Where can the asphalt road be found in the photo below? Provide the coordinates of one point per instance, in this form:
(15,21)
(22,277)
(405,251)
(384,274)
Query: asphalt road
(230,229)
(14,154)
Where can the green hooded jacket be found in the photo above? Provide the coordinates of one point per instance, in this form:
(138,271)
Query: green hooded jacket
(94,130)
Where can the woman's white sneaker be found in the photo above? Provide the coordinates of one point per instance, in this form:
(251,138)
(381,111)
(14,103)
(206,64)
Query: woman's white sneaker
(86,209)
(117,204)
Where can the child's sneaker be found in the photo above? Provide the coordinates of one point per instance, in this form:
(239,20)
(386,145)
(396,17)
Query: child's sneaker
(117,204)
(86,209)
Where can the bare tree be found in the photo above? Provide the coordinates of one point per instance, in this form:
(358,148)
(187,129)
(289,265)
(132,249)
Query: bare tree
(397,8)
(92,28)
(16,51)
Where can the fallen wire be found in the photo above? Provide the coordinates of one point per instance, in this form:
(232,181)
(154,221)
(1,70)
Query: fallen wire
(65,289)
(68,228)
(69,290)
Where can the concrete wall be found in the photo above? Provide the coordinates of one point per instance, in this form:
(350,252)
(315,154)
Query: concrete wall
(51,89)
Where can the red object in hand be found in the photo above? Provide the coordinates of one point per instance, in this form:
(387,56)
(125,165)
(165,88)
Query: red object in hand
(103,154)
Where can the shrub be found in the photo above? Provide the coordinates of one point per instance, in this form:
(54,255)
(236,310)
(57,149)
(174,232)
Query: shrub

━━━━━━━━━━

Reproduce the full set of records precisely.

▸ Expected output
Where can the asphalt road be found in the photo below? Provide the coordinates of one point per instance, in this form:
(15,21)
(22,277)
(405,251)
(384,274)
Query: asphalt road
(230,229)
(14,154)
Where can the green hooded jacket be found in the photo above? Provide the coordinates of one point per instance, in this form:
(138,271)
Query: green hooded jacket
(94,130)
Where can the woman's white sneaker be found in the photo above? Provide the coordinates of one point per instance, in this form:
(251,138)
(381,111)
(14,103)
(206,64)
Query: woman's white sneaker
(86,209)
(117,204)
Where can the child's sneaker be found in the photo above? Provide the coordinates of one point per instance, in this form:
(239,20)
(386,145)
(396,17)
Query: child's sneaker
(117,204)
(86,209)
Where can the bare tree be found in the photo above? Provide the coordinates of one point per instance, in this form:
(358,148)
(187,129)
(289,265)
(132,249)
Query: bare tree
(397,8)
(92,28)
(16,51)
Where can the fallen wire be found in the photo above? Provide the coordinates of one point per instance, in this form:
(232,181)
(154,221)
(1,70)
Query: fallen wire
(65,289)
(68,228)
(69,290)
Where can the concrete wall be found in the photo above? Provide the coordinates of one point per instance, in this form:
(350,252)
(315,154)
Query: concrete wall
(51,89)
Where can the red object in hand be found in the photo above? Provide the coordinates of one point per instance, in this form:
(387,56)
(125,165)
(165,88)
Query: red object in hand
(103,154)
Where can the shrub be found in the photo above? Provide the coordinates of one point per instance, in this form:
(54,255)
(236,310)
(57,149)
(174,232)
Query: shrub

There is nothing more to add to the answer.